Exercise requirements:
Reproduce the records that follow exactly as they are written.

——

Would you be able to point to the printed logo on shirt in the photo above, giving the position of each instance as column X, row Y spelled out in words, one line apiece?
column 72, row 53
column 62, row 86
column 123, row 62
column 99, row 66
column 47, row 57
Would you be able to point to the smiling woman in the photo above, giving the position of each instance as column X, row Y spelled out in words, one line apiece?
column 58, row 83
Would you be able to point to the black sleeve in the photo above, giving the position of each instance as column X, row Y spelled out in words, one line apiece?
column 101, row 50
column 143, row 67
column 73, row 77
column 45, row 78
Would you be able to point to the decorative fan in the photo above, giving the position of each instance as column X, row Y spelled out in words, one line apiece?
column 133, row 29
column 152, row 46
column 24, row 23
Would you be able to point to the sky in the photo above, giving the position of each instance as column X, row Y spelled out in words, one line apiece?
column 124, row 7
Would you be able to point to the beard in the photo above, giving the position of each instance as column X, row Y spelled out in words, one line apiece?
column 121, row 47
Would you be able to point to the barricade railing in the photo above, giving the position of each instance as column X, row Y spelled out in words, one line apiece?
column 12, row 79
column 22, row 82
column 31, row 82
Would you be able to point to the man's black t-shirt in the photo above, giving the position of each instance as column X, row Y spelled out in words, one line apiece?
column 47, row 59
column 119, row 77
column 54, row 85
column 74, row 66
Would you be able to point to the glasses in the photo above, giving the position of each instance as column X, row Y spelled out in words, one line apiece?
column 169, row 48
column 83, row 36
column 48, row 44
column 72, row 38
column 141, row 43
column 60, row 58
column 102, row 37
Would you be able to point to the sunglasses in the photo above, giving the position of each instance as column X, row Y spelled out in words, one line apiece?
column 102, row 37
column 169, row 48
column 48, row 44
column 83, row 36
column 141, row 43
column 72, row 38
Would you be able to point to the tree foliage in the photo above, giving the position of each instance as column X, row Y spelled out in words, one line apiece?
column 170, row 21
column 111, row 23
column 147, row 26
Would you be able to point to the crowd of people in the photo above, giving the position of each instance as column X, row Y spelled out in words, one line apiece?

——

Your response:
Would you be able to point to the printed logo on shirt in the photo above, giving the position of each instance as column X, row Y spelled out in words, one line apiece?
column 72, row 53
column 62, row 86
column 123, row 62
column 99, row 66
column 47, row 57
Would you be able to point to the smiling woman in the photo above, giving the position of each instance as column X, row Y spelled out in words, one line apiece?
column 58, row 83
Would you be able to point to the black sleeve in the photo above, giving the position of each instance as column X, row Y spelled out in words, one line apiece?
column 101, row 50
column 143, row 67
column 73, row 77
column 45, row 78
Would you be able to point to the decorative fan in the photo above, giving the position of each instance as column X, row Y spelled out in words, one line apiece?
column 133, row 29
column 152, row 46
column 24, row 23
Would you be able to point to the sky in the photo above, giving the position of each instance as column X, row Y spelled out in words, one line apiece?
column 124, row 7
Would you be able to point to the beard in the photo above, giving the position of each instance as column X, row Y spelled out in words, one line apiece?
column 121, row 47
Would you be able to point to the barricade railing in the photo above, giving the position of each instance as column X, row Y spelled out in words, one line apiece?
column 12, row 79
column 22, row 82
column 31, row 82
Would you be able to point to the man's black t-shirt in the photo above, giving the position of each instance as column X, row Y spelled out in words, one line apiece?
column 47, row 59
column 119, row 77
column 54, row 85
column 74, row 66
Would you be able to point to the glasses in the photo above, giving the position of each instance as column X, row Y spelled out in words, one line apiece?
column 169, row 48
column 83, row 36
column 48, row 44
column 72, row 38
column 141, row 43
column 60, row 58
column 102, row 37
Would you be able to point to the sunglasses in the photo above, giving the position of each instance as column X, row Y spelled out in words, one line apiece?
column 102, row 37
column 169, row 48
column 48, row 44
column 83, row 36
column 141, row 43
column 72, row 38
Would you be able to point to the tree foliage in the photo above, giving the position of each instance as column X, row Y spelled out in words, one line apiece?
column 170, row 21
column 111, row 23
column 147, row 26
Would you be able to point to the crowd of people in the photo above, giving the position of each instance as column X, row Y spelled out in words, one line apiece?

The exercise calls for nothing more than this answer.